[EXERCISE INSTRUCTIONS]
1 – Decide whether each statement below agrees with the Club Penguin passage, answering yes or no and quoting the exact words of the passage that settle it: (a) Disney acquired Club Penguin in 2007. (b) The Disney Company has no filters to keep shorthand out of conversations. (c) The penguin the writer found got around the language rules by adding an extra letter.
2 – Resume the Club Penguin passage from the point where it stops.

## start PASSAGE PROVIDED

Mom Break: From a parental supervision standpoint, this is not good news. Not only are our kids hanging out in a parallel universe, they’re speaking in alien tongues while they’re at it. This generational fluency gap is bound to result in millions of parents not understanding what their kids and their friends are discussing. Worse yet, not every cyber-acronym is innocuous (i.e. "PRW," or "Parents Are Watching"). Granted, the Disney Company - which acquired Club Penguin in 2007 in a 700 million dollar deal - has filters in place to prevent shady shorthand from infiltrating the conversational landscape. But the reality remains that staying a cyberstep ahead of the Net generation can be tough - even for Mickey Mouse. I found one clever penguin inserting an extra letter in order to use language that's not allowed in Club Penguin: He asked someone, "Are you gay?"
Next week: "Cold Shoulders." Here are my intro to Undercover Mom and Part 1 and Part 2 of Sharon's series.

## end PASSAGE PROVIDED
## start GIVEN DATA

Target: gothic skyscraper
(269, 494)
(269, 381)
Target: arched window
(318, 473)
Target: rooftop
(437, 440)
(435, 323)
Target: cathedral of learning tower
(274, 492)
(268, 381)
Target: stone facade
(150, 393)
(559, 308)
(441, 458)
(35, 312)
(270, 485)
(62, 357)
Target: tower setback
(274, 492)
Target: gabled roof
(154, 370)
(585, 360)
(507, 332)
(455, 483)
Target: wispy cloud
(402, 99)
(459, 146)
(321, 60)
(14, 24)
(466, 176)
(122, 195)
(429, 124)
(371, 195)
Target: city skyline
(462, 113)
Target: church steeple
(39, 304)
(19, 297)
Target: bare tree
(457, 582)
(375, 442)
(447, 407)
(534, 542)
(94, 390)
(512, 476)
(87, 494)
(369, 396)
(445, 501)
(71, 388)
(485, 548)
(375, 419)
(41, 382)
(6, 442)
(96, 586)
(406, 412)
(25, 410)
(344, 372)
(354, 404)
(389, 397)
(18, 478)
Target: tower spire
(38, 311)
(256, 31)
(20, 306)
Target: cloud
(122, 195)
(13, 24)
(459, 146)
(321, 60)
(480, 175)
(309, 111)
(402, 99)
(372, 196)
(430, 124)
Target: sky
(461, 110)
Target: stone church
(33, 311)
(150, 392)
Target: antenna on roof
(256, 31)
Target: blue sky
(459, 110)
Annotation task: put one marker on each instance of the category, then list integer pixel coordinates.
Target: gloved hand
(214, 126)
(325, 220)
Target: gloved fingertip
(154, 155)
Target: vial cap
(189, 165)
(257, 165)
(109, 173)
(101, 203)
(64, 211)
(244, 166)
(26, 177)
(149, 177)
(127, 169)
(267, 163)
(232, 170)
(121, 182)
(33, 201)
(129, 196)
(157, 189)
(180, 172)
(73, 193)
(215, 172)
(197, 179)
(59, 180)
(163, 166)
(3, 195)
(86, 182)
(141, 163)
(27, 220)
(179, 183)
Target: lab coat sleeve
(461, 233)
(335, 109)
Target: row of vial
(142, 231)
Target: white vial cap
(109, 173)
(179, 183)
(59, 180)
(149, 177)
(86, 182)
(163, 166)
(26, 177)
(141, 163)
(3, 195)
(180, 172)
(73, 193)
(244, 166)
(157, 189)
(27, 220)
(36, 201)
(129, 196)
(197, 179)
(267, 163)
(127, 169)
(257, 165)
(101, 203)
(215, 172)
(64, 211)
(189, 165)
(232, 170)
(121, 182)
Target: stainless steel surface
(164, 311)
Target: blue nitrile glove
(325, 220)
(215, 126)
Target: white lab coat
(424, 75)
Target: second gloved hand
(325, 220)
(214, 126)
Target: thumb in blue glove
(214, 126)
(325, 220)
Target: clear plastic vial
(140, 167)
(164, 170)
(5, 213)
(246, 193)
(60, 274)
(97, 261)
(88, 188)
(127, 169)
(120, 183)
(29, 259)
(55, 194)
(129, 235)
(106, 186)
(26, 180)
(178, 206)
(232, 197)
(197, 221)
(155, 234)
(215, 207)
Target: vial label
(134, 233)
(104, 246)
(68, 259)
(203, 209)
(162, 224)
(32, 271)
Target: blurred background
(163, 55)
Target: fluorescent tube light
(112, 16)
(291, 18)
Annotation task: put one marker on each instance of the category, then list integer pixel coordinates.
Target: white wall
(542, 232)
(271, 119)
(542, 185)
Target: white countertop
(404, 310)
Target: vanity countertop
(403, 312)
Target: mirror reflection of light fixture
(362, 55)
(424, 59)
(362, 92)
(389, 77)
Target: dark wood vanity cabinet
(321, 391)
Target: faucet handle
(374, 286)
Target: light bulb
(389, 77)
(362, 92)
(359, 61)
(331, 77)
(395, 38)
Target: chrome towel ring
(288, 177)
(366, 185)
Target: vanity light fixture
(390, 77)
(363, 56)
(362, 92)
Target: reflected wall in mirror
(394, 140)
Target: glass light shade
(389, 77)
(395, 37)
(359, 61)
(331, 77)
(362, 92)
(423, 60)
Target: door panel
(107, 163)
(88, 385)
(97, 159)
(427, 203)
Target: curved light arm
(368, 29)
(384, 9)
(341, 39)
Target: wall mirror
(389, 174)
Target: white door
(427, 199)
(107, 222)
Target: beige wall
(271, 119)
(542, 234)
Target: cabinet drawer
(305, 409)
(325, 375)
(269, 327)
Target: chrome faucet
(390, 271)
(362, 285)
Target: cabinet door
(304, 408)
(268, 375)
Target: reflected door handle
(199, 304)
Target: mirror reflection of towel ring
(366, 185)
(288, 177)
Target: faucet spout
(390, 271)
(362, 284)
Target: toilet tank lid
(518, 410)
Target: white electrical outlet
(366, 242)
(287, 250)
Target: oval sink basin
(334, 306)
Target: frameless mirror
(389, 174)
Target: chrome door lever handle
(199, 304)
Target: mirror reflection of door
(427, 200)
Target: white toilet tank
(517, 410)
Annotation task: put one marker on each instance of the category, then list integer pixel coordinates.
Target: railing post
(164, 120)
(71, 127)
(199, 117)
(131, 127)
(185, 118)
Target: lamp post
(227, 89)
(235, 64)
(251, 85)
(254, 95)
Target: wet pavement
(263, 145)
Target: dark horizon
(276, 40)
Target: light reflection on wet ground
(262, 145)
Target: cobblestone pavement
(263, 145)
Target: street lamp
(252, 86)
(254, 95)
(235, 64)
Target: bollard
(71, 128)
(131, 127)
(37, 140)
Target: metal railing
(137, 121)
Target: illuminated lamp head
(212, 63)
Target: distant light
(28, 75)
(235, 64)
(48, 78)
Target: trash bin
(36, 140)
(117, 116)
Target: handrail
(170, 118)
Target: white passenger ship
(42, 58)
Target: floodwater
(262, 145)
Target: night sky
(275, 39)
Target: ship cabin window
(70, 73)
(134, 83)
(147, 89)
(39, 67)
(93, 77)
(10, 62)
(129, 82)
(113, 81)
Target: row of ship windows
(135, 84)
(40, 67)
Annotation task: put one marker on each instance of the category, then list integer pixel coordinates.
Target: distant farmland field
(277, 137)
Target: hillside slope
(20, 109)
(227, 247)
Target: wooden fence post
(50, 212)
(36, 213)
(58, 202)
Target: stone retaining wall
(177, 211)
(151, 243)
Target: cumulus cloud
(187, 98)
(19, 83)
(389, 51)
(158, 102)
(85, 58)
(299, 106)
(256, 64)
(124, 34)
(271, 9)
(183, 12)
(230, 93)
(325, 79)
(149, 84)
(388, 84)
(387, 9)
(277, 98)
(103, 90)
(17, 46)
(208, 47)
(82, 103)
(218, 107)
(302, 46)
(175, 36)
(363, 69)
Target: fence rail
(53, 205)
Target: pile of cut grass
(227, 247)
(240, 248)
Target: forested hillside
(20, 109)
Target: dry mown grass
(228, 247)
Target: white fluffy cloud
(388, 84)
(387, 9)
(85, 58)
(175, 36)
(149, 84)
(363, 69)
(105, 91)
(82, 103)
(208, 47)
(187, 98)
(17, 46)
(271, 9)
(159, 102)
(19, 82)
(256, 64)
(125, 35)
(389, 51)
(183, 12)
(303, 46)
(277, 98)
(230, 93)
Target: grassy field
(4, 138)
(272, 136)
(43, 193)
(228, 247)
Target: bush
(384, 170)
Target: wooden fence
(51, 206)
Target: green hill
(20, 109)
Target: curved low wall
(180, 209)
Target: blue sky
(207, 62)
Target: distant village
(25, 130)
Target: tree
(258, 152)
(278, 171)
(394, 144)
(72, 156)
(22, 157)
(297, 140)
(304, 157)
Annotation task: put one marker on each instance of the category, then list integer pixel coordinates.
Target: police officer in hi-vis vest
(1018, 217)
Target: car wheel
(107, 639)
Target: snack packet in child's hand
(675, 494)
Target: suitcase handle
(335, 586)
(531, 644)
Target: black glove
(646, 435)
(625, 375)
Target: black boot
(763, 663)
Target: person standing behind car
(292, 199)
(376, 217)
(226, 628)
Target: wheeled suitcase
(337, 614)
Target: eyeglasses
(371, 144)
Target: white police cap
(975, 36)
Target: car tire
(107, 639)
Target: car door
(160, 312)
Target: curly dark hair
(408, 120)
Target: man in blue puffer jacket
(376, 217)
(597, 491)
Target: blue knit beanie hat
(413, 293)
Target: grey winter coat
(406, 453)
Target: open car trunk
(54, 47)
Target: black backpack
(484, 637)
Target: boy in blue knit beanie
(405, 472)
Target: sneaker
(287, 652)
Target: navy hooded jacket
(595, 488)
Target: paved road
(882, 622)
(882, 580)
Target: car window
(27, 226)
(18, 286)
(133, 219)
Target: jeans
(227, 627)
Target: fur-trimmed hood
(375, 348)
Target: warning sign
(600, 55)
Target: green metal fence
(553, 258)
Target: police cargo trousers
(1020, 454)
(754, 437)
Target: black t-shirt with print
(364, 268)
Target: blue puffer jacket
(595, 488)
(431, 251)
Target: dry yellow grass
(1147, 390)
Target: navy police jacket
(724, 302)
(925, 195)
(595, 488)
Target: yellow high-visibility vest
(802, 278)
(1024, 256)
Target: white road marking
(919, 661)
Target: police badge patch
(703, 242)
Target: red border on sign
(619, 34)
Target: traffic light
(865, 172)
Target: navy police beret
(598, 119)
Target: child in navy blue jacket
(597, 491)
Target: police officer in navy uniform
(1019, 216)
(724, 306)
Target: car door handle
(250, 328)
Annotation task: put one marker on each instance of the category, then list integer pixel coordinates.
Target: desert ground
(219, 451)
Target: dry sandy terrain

## end GIVEN DATA

[EXPECTED RESULTS]
1 –
(a) Yes: "which acquired Club Penguin in 2007 in a 700 million dollar deal"
(b) No: "has filters in place to prevent shady shorthand from infiltrating the conversational landscape"
(c) Yes: "inserting an extra letter in order to use language that's not allowed in Club Penguin"

2 –
Undercover Mom's screenshots [Anne here: Sorry I can't embed them in this blog at the moment!]
ChillyLily437 on the Beach
Downtown Club Penguin
Penguinese spoken here
Textual workaround
I’m beginning to understand why kids are so obsessed with Club Penguin. It’s a posh ski vacation via DSL connection. There’s snow tubing, ski lifts, and an ice hockey rink; a coffee shop, pizza joint, and discothèque; even a beach complete with surfboards, sun umbrellas and an outdoor fire pit (photo links below). And they’re all packed like sardines with friend-seeking penguins (upwards of 20 million of them, estimates UK-based virtual-worlds research firm K Zero). I feel so hip, so happening, so popular!
Next day: Not feeling quite so hip and popular today. Mainly because all my would-be penguin pals seem to be speaking a foreign language. Sure I recognize a few words, like “hi” and “igloo.” I’m even holding my own at deciphering the horrific misspellings (sorry, it’s the teacher in me). But ROTFL? NVM? What is this, penguinese?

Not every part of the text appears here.